[xquery-talk] Re: The State of Native XML databases

Michael Rys mrys at microsoft.com
Tue Aug 21 17:48:29 PDT 2007

Dear Ilya

The current update language as being discussed at the W3C has what it called snapshot semantics.

So if I say something like

for $id in /a/b[c<<d]/@id
do replace value of $id with "foo"

then $id will be bound at one point in time.

Now it depends on your implementation's transaction management system to provide you with the transaction semantics. If your system provides a "serializable" isolation level, then the transaction will acquire read locks on /a/b/c, /a/b/d and write locks on /a/b/@id (for which the predicate holds) when the snapshot gets computed.

Since read locks are not compatible with write locks, you will not be able to reorder c and d until the locks are released....

That's nothing specific to XML. That is just general transaction management.


-----Original Message-----
From: Ilya Sterin [mailto:sterini at gmail.com]
Sent: Tuesday, August 21, 2007 2:11 PM
To: Michael Rys
Cc: Ronald Bourret; talk at xquery.com
Subject: Re: [xquery-talk] Re: The State of Native XML databases

> Ilya: I don't see what the problem with ordering is. Of course it needs to be preserved and there are implementation strategies to do that without impacting the otherwise unaffected neighbors...

Unlike in the relational theory, in xml ordering has semantics, though
if say if a transaction is dependent on a particular order of the
elements, what happens if during the commit phase the order that was
initially presented to the committing transaction is no longer valid,
due to an insert/delete operations?  Does the transaction fail, or
does it commit even if that causes inconsistencies?

= = = = = = =

## GIVEN EXERCISE A:
Set down, word for word, the part of the mailing-list message that opens with the words containing "Since read locks" and closes with "general transaction management.".
The records that come after this mailing-list message have no connection to it.

= = = = = = =

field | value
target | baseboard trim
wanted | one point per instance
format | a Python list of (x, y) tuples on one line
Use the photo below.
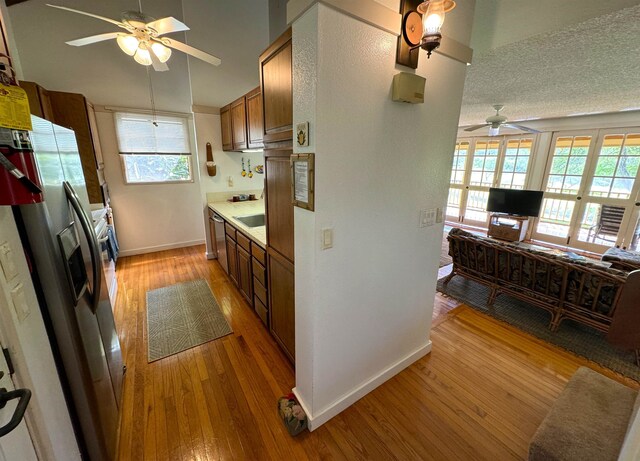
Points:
[(169, 246), (315, 421)]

= = = = = = =

## GIVEN EXERCISE B:
Rewrite every line of the point-labeling records above, including their requests. Shift each x and y coordinate in the point answers up by 149, and leave the pictures out.

## FULL RESPONSE A:
Since read locks are not compatible with write locks, you will not be able to reorder c and d until the locks are released....

That's nothing specific to XML. That is just general transaction management.

## FULL RESPONSE B:
field | value
target | baseboard trim
wanted | one point per instance
format | a Python list of (x, y) tuples on one line
Use the photo below.
Points:
[(318, 395), (464, 570)]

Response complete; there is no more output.